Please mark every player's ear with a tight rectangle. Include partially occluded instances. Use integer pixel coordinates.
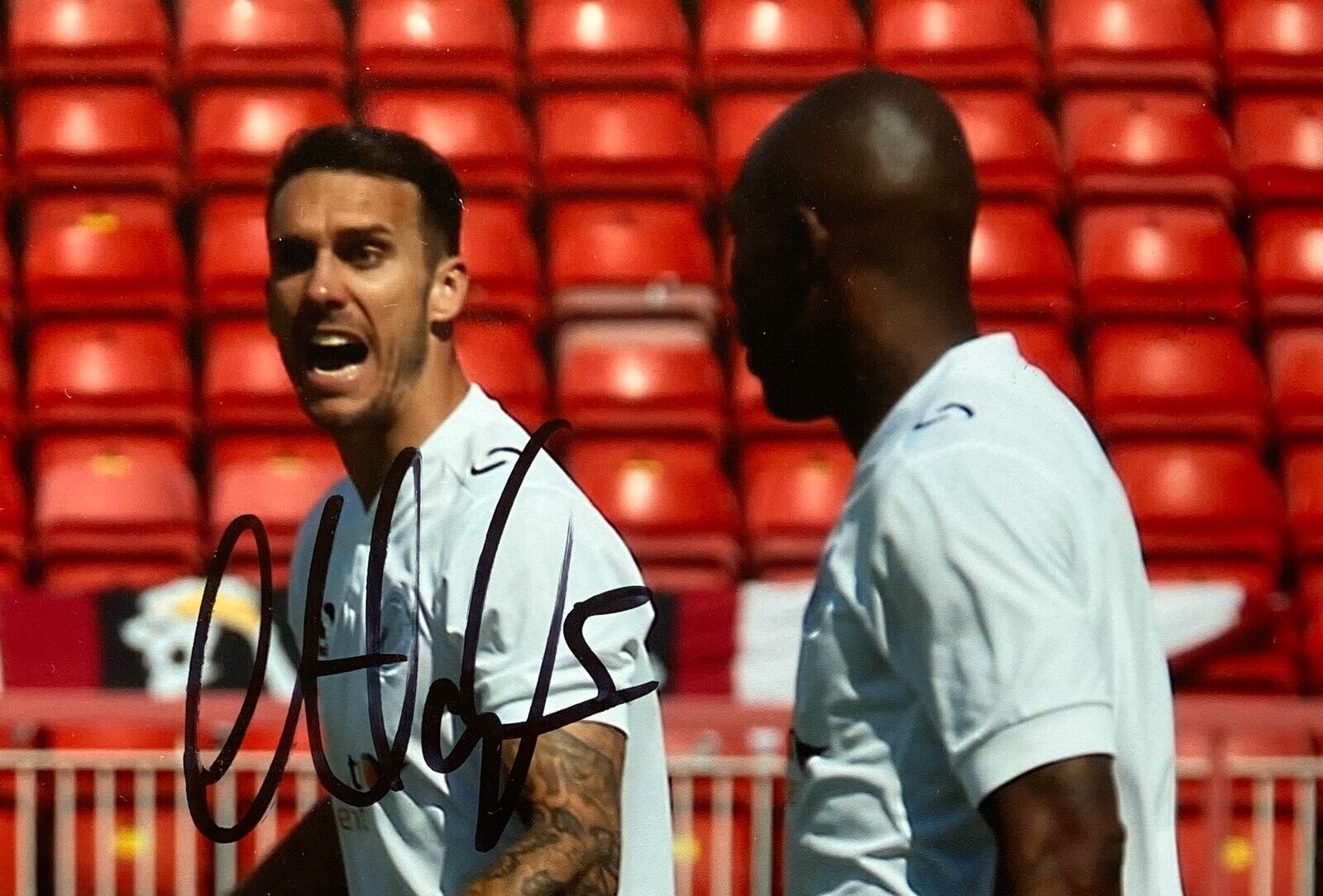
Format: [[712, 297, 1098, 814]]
[[427, 255, 468, 331]]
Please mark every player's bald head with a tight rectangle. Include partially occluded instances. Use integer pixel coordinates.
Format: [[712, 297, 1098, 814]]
[[730, 70, 977, 273], [726, 71, 979, 420]]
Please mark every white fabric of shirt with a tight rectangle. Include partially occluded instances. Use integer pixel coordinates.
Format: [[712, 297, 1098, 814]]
[[787, 333, 1182, 896], [289, 384, 675, 896]]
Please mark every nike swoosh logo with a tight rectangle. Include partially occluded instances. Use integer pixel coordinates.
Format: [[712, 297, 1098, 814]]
[[915, 402, 974, 430], [468, 448, 518, 476]]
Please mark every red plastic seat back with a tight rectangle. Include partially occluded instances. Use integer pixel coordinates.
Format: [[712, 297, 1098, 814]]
[[180, 0, 346, 88], [1048, 0, 1217, 97], [528, 0, 692, 91], [700, 0, 865, 90], [192, 88, 348, 192], [356, 0, 518, 94], [873, 0, 1041, 93], [9, 0, 170, 86]]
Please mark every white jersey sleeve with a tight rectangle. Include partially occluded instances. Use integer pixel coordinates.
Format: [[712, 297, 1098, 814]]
[[460, 485, 652, 735], [875, 443, 1115, 806]]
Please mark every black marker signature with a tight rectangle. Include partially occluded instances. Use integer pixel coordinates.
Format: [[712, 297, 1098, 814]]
[[184, 420, 657, 852]]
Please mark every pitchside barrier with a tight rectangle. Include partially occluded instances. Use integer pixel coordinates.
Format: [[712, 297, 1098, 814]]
[[0, 691, 1323, 896]]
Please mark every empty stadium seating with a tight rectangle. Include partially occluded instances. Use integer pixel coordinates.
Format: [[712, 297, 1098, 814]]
[[192, 88, 348, 190], [946, 90, 1061, 207], [537, 91, 710, 199], [1253, 209, 1323, 326], [1217, 0, 1323, 90], [203, 318, 309, 435], [557, 322, 726, 441], [1048, 0, 1217, 97], [459, 198, 547, 326], [179, 0, 346, 88], [699, 0, 865, 90], [1266, 326, 1323, 440], [8, 0, 172, 88], [1061, 91, 1239, 212], [364, 88, 533, 198], [1232, 94, 1323, 207], [357, 0, 518, 94], [1110, 441, 1285, 600], [15, 84, 181, 194], [739, 439, 855, 579], [1089, 324, 1268, 450], [970, 203, 1076, 325], [545, 199, 717, 329], [194, 192, 270, 317], [873, 0, 1043, 91], [1076, 205, 1253, 326], [528, 0, 693, 93], [569, 437, 739, 591], [28, 320, 193, 439]]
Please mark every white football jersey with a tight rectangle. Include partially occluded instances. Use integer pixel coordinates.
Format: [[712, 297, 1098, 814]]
[[280, 384, 673, 896], [786, 333, 1182, 896]]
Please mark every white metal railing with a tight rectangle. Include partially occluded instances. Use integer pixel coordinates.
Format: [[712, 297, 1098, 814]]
[[0, 750, 1323, 896]]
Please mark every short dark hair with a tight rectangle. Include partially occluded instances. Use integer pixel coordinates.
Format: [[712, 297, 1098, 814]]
[[266, 124, 463, 256]]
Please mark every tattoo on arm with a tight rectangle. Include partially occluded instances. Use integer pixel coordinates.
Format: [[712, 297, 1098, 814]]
[[467, 722, 624, 896]]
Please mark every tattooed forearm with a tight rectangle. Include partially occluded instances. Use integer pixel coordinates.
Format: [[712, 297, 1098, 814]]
[[466, 722, 624, 896]]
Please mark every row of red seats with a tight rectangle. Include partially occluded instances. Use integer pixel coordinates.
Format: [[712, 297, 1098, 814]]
[[0, 425, 1323, 603], [0, 193, 1323, 331], [0, 320, 1323, 450], [15, 86, 1323, 212], [9, 0, 1323, 94]]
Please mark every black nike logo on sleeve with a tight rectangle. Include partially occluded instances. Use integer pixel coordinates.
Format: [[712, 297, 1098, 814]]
[[915, 402, 974, 430], [468, 448, 518, 476]]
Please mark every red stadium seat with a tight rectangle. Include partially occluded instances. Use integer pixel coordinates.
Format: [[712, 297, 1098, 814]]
[[203, 318, 311, 433], [537, 91, 710, 199], [730, 346, 838, 444], [547, 199, 717, 329], [712, 91, 799, 193], [1253, 209, 1323, 326], [193, 88, 348, 190], [459, 198, 547, 328], [528, 0, 692, 93], [946, 91, 1061, 207], [979, 317, 1089, 411], [15, 86, 180, 194], [700, 0, 867, 90], [28, 322, 193, 439], [1266, 326, 1323, 440], [364, 88, 533, 198], [9, 0, 170, 88], [569, 437, 739, 591], [207, 435, 344, 587], [24, 205, 188, 320], [739, 439, 855, 579], [873, 0, 1041, 93], [557, 322, 726, 441], [1089, 324, 1268, 450], [33, 435, 201, 589], [1219, 0, 1323, 90], [1076, 206, 1252, 326], [1061, 91, 1237, 212], [1048, 0, 1217, 97], [455, 318, 547, 432], [179, 0, 346, 88], [197, 193, 271, 317], [357, 0, 518, 94], [1232, 94, 1323, 206], [1110, 443, 1283, 598], [970, 203, 1076, 326]]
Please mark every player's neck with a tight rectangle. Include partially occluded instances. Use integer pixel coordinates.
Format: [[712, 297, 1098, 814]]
[[333, 357, 468, 509]]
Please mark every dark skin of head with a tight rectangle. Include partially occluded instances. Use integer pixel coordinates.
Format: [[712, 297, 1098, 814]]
[[728, 71, 1125, 896]]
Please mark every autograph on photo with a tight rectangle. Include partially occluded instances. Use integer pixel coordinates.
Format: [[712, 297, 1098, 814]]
[[184, 420, 657, 852]]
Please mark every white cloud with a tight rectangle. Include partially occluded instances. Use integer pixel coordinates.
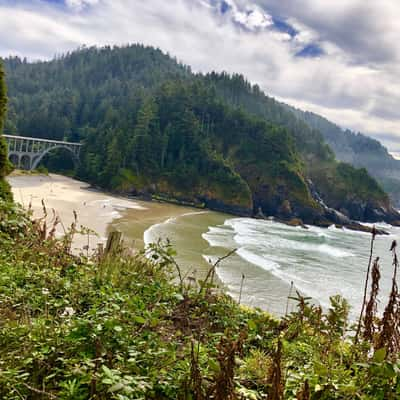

******

> Required work:
Tally the lines in the records that contain the word "dark" and reply with the count alone.

> Expected answer:
2